What the exercise asks: Without pictures, retype the following entries exactly.

Working data:
§ §
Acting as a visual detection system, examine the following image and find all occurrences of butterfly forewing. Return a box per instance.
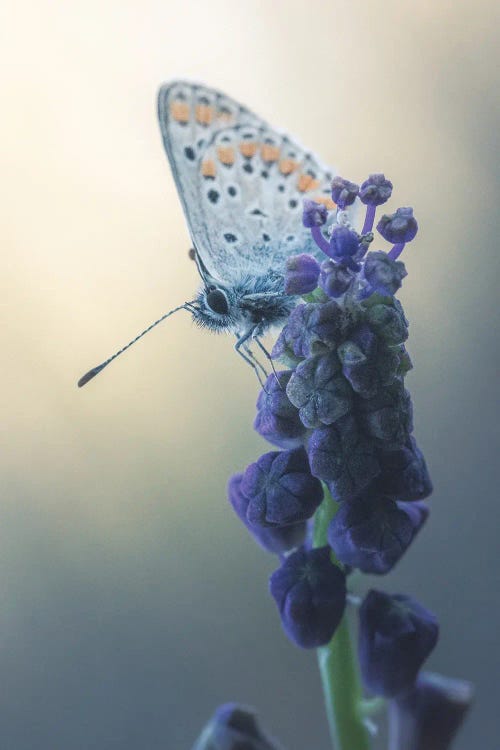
[158,81,336,284]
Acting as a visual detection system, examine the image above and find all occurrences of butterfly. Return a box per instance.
[78,81,338,388]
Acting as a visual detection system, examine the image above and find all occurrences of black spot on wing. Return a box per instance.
[243,163,253,174]
[184,146,195,161]
[224,233,237,243]
[227,186,237,197]
[208,189,219,204]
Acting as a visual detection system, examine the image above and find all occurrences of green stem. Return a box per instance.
[313,488,371,750]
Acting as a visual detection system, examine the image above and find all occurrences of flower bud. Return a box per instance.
[269,546,346,648]
[388,671,474,750]
[377,207,418,244]
[273,302,358,361]
[328,494,429,574]
[331,176,359,209]
[319,259,355,298]
[359,590,439,697]
[375,436,433,501]
[240,447,323,527]
[285,254,321,295]
[362,251,407,297]
[365,299,408,345]
[285,352,352,429]
[308,415,380,501]
[359,174,393,206]
[254,371,307,449]
[228,474,306,554]
[302,199,328,227]
[357,381,413,446]
[337,325,400,398]
[192,702,285,750]
[327,226,362,270]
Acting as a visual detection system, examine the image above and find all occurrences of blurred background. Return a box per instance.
[2,1,499,748]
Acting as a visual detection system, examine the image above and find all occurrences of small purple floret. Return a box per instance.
[240,447,323,527]
[286,352,352,429]
[269,546,346,648]
[363,250,407,297]
[375,436,433,502]
[389,671,474,750]
[327,226,362,270]
[331,176,359,209]
[377,207,418,244]
[319,259,355,298]
[302,199,328,227]
[285,254,321,295]
[192,702,284,750]
[254,371,307,449]
[359,590,439,697]
[327,494,429,574]
[360,174,393,206]
[228,474,306,554]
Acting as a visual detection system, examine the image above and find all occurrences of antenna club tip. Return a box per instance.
[77,364,105,388]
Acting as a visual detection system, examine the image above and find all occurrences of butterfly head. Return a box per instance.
[192,283,237,333]
[191,276,297,338]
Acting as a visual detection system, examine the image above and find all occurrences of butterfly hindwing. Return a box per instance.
[158,81,336,283]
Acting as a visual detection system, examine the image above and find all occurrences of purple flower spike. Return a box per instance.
[359,590,439,697]
[192,702,285,750]
[285,254,321,295]
[377,207,418,244]
[228,474,306,554]
[331,176,359,209]
[269,546,346,648]
[389,671,474,750]
[360,174,393,206]
[240,447,323,527]
[302,199,328,228]
[254,371,307,449]
[327,226,362,270]
[327,493,429,574]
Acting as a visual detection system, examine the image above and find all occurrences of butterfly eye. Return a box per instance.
[206,288,229,315]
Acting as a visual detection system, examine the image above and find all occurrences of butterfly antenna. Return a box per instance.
[77,302,194,387]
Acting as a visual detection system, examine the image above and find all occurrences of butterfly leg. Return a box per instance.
[253,337,282,389]
[235,331,269,391]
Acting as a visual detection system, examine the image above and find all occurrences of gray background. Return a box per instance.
[2,1,499,748]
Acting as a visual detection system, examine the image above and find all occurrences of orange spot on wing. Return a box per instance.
[239,142,258,158]
[313,195,337,210]
[217,146,235,165]
[298,174,320,192]
[201,159,216,178]
[196,104,214,125]
[170,101,190,123]
[279,159,299,175]
[218,110,234,122]
[261,144,280,162]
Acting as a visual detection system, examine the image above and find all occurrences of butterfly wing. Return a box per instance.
[158,81,336,283]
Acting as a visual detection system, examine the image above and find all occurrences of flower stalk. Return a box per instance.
[313,487,371,750]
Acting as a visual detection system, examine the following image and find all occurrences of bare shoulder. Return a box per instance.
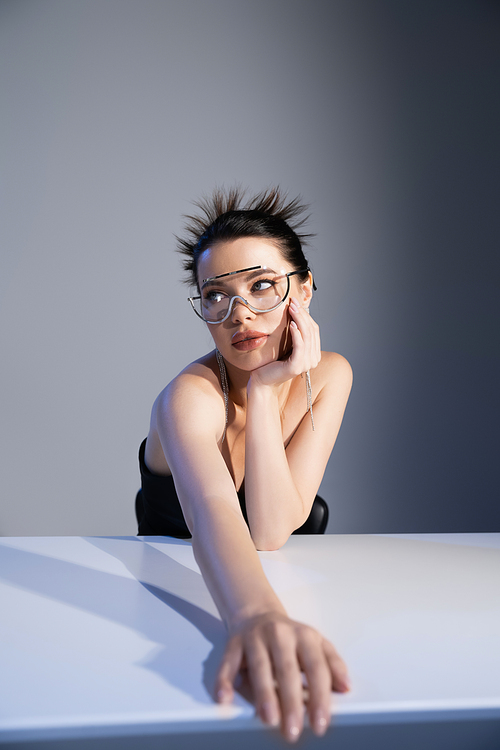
[146,352,225,473]
[309,352,353,420]
[154,351,223,428]
[315,351,353,391]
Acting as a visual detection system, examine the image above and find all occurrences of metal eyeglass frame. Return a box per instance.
[187,265,309,325]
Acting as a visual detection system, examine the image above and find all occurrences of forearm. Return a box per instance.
[190,495,286,631]
[245,379,306,549]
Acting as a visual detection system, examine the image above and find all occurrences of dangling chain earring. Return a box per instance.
[215,349,229,443]
[305,370,315,431]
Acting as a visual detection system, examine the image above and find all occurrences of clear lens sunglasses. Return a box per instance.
[188,265,309,324]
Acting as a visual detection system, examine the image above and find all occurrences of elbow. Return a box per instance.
[256,542,286,552]
[253,531,291,552]
[250,506,308,551]
[250,514,303,551]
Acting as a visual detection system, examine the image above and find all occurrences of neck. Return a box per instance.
[225,361,250,407]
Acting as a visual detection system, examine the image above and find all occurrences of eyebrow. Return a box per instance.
[201,265,279,289]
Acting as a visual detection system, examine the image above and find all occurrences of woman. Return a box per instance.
[136,187,353,742]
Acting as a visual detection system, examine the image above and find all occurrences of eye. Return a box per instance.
[251,279,275,293]
[204,289,226,304]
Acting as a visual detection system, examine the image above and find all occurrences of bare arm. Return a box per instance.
[245,298,353,549]
[153,369,349,742]
[154,373,285,628]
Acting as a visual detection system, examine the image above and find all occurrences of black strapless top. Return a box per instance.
[136,439,328,537]
[136,439,249,538]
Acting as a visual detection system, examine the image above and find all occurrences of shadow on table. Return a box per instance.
[88,535,232,704]
[0,536,236,708]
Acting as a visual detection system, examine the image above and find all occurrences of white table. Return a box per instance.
[1,534,499,749]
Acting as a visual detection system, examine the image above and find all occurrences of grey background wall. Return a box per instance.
[1,0,499,536]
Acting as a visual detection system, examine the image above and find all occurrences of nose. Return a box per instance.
[230,295,256,324]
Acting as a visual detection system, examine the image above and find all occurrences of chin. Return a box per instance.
[226,347,277,372]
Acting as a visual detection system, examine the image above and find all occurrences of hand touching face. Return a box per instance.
[197,238,313,373]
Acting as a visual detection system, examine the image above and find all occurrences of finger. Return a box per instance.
[288,307,310,363]
[287,319,306,371]
[288,319,304,351]
[297,634,332,737]
[215,637,244,703]
[323,640,350,693]
[289,300,320,368]
[244,638,281,728]
[289,298,311,334]
[297,310,320,367]
[270,636,305,742]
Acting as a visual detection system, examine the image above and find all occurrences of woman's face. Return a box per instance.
[196,237,312,371]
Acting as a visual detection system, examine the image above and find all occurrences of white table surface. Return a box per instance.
[1,533,499,749]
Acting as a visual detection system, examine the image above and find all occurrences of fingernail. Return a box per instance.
[313,709,329,737]
[285,715,300,743]
[261,701,279,727]
[290,320,298,329]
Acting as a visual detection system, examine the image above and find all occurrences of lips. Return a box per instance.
[232,330,267,345]
[231,330,269,351]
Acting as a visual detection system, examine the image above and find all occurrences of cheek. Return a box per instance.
[206,324,222,346]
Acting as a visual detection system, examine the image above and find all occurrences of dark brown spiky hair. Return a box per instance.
[176,186,313,288]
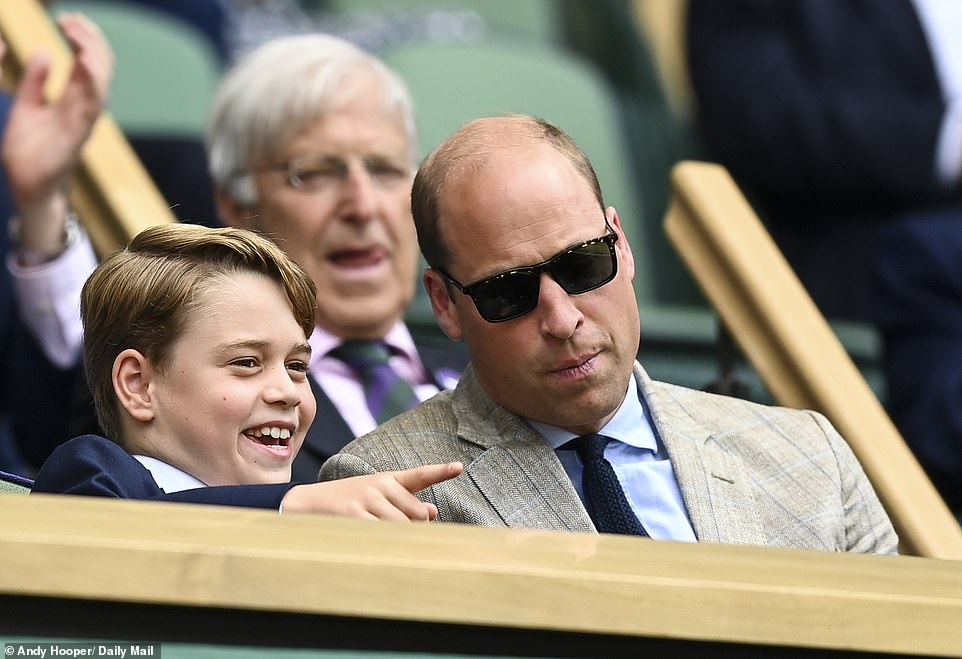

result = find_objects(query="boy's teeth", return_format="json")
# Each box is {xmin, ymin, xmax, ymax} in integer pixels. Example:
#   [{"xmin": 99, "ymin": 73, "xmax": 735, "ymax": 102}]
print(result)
§ §
Response to the task:
Acting as a visual detection system, examine the following image and find all occurrences of butterfly forewing. Return a box per instance.
[158,81,336,284]
Acting as a visual detection system, examine the image above and find all occurrences of butterfly. Return a box per instance.
[78,81,338,388]
Acting as a visual detection system, examine the image above and find all occurrences of black spot on wing. Return a box per instance.
[243,163,253,174]
[184,146,195,161]
[224,233,237,243]
[227,186,237,197]
[208,189,219,204]
Acting as a visual detection system, examine the image above and find all occurrences of green stem. Return a box per instance.
[313,488,371,750]
Acting as a visual detection system, examine the image above and find all occurrences of flower bud. Return a box per instance.
[269,546,346,648]
[388,671,474,750]
[377,207,418,244]
[273,302,358,361]
[328,494,429,574]
[331,176,359,209]
[319,259,355,298]
[359,590,439,697]
[375,436,433,501]
[240,447,323,527]
[285,254,321,295]
[362,251,407,297]
[365,299,408,345]
[285,352,352,429]
[308,415,380,501]
[359,174,393,206]
[254,371,307,449]
[228,474,306,554]
[302,199,328,227]
[357,381,413,446]
[337,325,400,398]
[192,702,285,750]
[327,226,362,270]
Acting as a visual detection system, examine the image above and find all occurrences of blurred background. Return a box per instance.
[2,1,499,748]
Acting as a visual detection system, examine the image above and find all occurrences of small purple floret. Return a box per instance.
[240,447,323,527]
[286,352,352,429]
[269,546,346,648]
[363,250,407,297]
[375,436,433,502]
[389,671,474,750]
[327,226,362,270]
[331,176,359,209]
[377,207,418,244]
[319,259,355,298]
[302,199,328,227]
[285,254,321,295]
[192,702,284,750]
[254,371,307,449]
[359,590,439,697]
[327,494,429,574]
[360,174,393,206]
[228,474,306,554]
Acting as a visual detection system, examine the image above and find all occurrences of antenna club tip. Return a box per instance.
[77,364,105,388]
Acting as a visual detection system, examine the image above and find all occurrences of butterfly head. Return a box per instance.
[192,283,237,333]
[191,276,297,338]
Acting as a visual detection system, examine the image above and find all occurrences of butterfly hindwing. Return a box per instance.
[158,81,336,283]
Acting as a visual detection system, examine the image above and find all occurrences of purple flower spike. Return a box per instance.
[359,590,439,697]
[192,702,285,750]
[285,254,321,295]
[377,207,418,244]
[228,474,306,554]
[331,176,359,209]
[269,546,346,648]
[389,671,474,750]
[360,174,393,206]
[240,447,323,527]
[302,199,328,228]
[254,371,307,449]
[327,226,362,270]
[327,493,429,574]
Acting as a visual detection system, examine the image above and find all occurrences of butterfly eye. Return a box per instance.
[206,288,229,315]
Acting as a visual detection system, examine the image above and find all occurrences of butterfly antenna. Return a box per instance.
[77,302,194,387]
Acting as a visual detection system, examine the image above and find all occurrences of butterfly leg. Return a box per instance.
[253,337,282,389]
[235,331,269,391]
Acting as a visual detection system, examine the image above and find all occurrences of gray background. Return a box per instance.
[2,1,499,748]
Acting as a visual detection system, examine the image above and find all occurrences of orange spot on wing. Return a box per instance.
[239,142,258,158]
[313,195,337,210]
[217,146,235,165]
[298,174,320,192]
[201,159,216,178]
[196,104,214,125]
[170,101,190,123]
[279,159,299,175]
[218,110,234,122]
[261,144,280,162]
Acting as a visual detection system, examine the image above and find all occurrences of butterfly wing. Return a box per instance.
[158,81,336,283]
Acting as a visual detection system, examine the image above and find all occurrences of flower stalk. Return a box per instance.
[313,487,371,750]
Acting as a visual detection system, examine the following image and find all occurrences of bare shoulder. Return a box per instance.
[146,352,225,473]
[309,352,353,420]
[154,351,223,428]
[315,351,353,391]
Acting as a visual detection system, examine the image above and find all occurrences of metal eyeglass frame. Return a box per instance.
[187,265,309,325]
Acting as a visual detection system, examine the image above and find all occurrences of forearm. Return a box per instance.
[190,495,286,631]
[245,379,306,549]
Acting as a visual detection system, examine the image above and find all occurrences of dangling chain earring. Return a box per instance.
[215,349,229,443]
[305,370,315,431]
Acting as a visual detection system, examine the image above and find all occurrences of clear lens sunglasses. Return a box per instance.
[188,265,309,324]
Acting as a visual detection system, examine the image above and find all occurrences of elbow. Return a box per instance.
[256,542,286,552]
[253,531,291,552]
[250,506,308,551]
[250,514,303,551]
Acting as a visual detection system, examine the image above and find all occurrences of neck. Return a box per instance.
[225,361,250,407]
Acting as a visual detection system, examine the image above and find all occurrences of eyebrow. Return a box per instance.
[201,265,279,289]
Acting as a visual detection system, examine the image above and find all occurrences of woman. Return a box per instance.
[136,187,353,742]
Acting as a visual detection system, examine the image above and find all occurrences of eye. Return a box per instance.
[251,279,275,293]
[204,289,226,304]
Acting as a visual detection system, examine the image above and find all occurrences of bare arm. Return a box per instance.
[245,298,353,549]
[153,369,349,742]
[154,373,285,628]
Acting as a visual detection system, examine the image above and find all occurrences of black strapless top. Return a box per instance.
[136,439,328,537]
[136,439,249,538]
Acting as a visual detection system, examine the image above and find all occurrences of shadow on table. Return a box per instance.
[88,535,232,704]
[0,536,236,708]
Acting as a visual detection system, examine the image above and find all occurrences of white table. Return a box per instance.
[1,534,499,749]
Acting as a visual detection system, examine the image above and find all occurrences of grey background wall. Return a box per instance.
[1,0,499,536]
Acting as a visual detection system, examine the image above and find all occurrences of nose. Return a box per instance.
[230,295,256,324]
Acting as a visual detection system, examine the image above and find all occurrences of chin. Return a box per instance.
[226,347,277,372]
Acting as a visual detection system, examine the image above and find all occurrences of hand touching face. Return a box per instance.
[197,238,313,373]
Acting as a visual detection system, examine the image above and find all occurrences of finger. Return a box per instance.
[288,307,310,363]
[287,319,306,371]
[288,319,304,351]
[297,634,332,737]
[215,637,244,703]
[323,640,350,693]
[289,300,320,368]
[244,638,281,728]
[289,298,311,334]
[297,310,320,367]
[270,636,305,742]
Acting as a visual detection system, examine the image above and find all occurrences of woman's face. Return a box per instance.
[196,237,312,371]
Acting as a visual detection system, examine the image above and find all occurrences of white table surface. Return a box per instance.
[1,533,499,749]
Acting as a visual detection system, examine the image above and find all occurrences of fingernail. Return a box per instance.
[313,709,329,737]
[285,715,300,743]
[261,701,279,727]
[290,320,298,329]
Acting as a visual detection system, examine the image above and find all occurrences of lips. Return a box per instance.
[232,330,267,345]
[231,330,269,351]
Acting as a visual detection system, examine the image above and find all occurrences of cheek. Return a box per instance.
[206,324,222,346]
Acting as a visual detection system, examine the image above and find all occurrences of dark brown spiky hair. Return a box per instance.
[176,186,313,288]

result = find_objects(query="boy's teeth", return_format="json")
# Each box is {xmin, ymin, xmax, ymax} in integer pixels. Example:
#   [{"xmin": 99, "ymin": 73, "xmax": 735, "ymax": 102}]
print(result)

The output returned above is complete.